◆ Problem statement
Can you output, word for word, the part of the material below that opens with its first line and closes with the line containing "box: [368, 304, 938, 622]", including both of those lines?

◆ Provided entries
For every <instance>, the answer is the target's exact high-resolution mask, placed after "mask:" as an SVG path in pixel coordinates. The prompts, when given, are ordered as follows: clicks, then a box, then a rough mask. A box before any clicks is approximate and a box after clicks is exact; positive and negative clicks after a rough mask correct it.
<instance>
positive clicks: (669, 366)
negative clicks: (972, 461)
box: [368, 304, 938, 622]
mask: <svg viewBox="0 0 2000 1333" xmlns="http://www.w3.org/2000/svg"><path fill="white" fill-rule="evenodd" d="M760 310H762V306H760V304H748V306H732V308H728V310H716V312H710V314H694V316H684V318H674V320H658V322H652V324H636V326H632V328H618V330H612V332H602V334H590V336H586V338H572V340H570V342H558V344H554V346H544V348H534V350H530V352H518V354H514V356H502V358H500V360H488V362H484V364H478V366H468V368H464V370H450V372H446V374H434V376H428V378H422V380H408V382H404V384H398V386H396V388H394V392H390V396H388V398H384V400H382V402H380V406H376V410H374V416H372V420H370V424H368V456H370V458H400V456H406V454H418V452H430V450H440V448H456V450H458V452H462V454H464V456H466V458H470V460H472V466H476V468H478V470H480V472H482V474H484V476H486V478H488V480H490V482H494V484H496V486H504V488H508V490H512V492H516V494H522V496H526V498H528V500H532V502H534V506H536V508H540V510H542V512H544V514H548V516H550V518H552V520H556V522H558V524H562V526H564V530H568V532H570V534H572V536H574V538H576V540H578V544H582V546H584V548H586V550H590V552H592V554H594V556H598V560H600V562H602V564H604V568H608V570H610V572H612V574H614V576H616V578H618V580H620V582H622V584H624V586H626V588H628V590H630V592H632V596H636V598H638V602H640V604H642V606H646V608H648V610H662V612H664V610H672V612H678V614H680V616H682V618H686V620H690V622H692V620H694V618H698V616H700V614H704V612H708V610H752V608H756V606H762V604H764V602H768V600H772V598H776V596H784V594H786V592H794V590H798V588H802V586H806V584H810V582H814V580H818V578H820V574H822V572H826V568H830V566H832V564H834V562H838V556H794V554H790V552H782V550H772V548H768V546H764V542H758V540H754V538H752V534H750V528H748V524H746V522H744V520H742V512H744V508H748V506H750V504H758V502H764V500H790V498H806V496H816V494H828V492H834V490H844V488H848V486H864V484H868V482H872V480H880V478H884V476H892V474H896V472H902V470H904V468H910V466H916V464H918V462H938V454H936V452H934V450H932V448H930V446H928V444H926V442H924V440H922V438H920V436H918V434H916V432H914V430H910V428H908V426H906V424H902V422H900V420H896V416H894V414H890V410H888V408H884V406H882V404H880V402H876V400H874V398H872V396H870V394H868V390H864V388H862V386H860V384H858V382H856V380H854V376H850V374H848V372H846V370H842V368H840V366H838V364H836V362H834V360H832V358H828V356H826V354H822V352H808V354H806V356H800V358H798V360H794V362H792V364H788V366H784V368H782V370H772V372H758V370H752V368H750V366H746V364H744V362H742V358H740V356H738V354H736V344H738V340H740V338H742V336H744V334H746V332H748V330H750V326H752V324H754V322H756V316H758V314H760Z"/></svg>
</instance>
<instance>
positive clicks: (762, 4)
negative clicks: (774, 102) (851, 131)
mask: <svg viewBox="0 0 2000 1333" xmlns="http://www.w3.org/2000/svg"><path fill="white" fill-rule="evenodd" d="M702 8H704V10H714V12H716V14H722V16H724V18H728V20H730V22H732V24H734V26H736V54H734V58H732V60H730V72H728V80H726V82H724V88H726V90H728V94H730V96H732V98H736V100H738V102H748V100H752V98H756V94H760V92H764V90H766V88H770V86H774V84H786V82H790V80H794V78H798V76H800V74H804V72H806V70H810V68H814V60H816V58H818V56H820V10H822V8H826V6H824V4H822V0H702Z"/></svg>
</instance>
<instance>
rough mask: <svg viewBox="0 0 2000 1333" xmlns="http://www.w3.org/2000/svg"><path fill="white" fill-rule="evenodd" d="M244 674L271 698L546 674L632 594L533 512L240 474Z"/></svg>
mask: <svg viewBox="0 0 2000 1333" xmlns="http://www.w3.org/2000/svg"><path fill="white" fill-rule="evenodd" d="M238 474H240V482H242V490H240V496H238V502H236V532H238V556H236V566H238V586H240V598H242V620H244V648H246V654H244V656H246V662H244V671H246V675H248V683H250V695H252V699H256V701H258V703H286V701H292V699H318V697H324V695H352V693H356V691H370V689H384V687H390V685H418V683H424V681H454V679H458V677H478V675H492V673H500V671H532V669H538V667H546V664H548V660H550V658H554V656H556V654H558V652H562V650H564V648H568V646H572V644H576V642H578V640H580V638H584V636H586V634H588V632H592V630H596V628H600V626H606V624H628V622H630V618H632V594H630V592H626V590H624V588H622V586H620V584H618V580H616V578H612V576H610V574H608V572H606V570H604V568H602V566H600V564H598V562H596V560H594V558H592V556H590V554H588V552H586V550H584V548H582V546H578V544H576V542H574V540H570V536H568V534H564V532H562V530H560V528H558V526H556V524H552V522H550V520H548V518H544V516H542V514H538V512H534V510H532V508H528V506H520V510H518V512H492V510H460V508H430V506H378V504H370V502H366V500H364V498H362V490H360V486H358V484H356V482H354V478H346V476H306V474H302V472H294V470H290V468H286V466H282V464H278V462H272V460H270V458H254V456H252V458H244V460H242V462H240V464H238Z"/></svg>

◆ Output
For every <instance>, the answer is the target's exact high-resolution mask, placed after "mask:" as an SVG path in pixel coordinates. The prompts, when given, are ordered as follows: clicks, then a box, then a rough mask. A box before any clicks is approximate and a box after clicks is exact; positive and negative clicks after a rough mask correct it.
<instance>
positive clicks: (669, 366)
negative clicks: (972, 461)
box: [368, 304, 938, 622]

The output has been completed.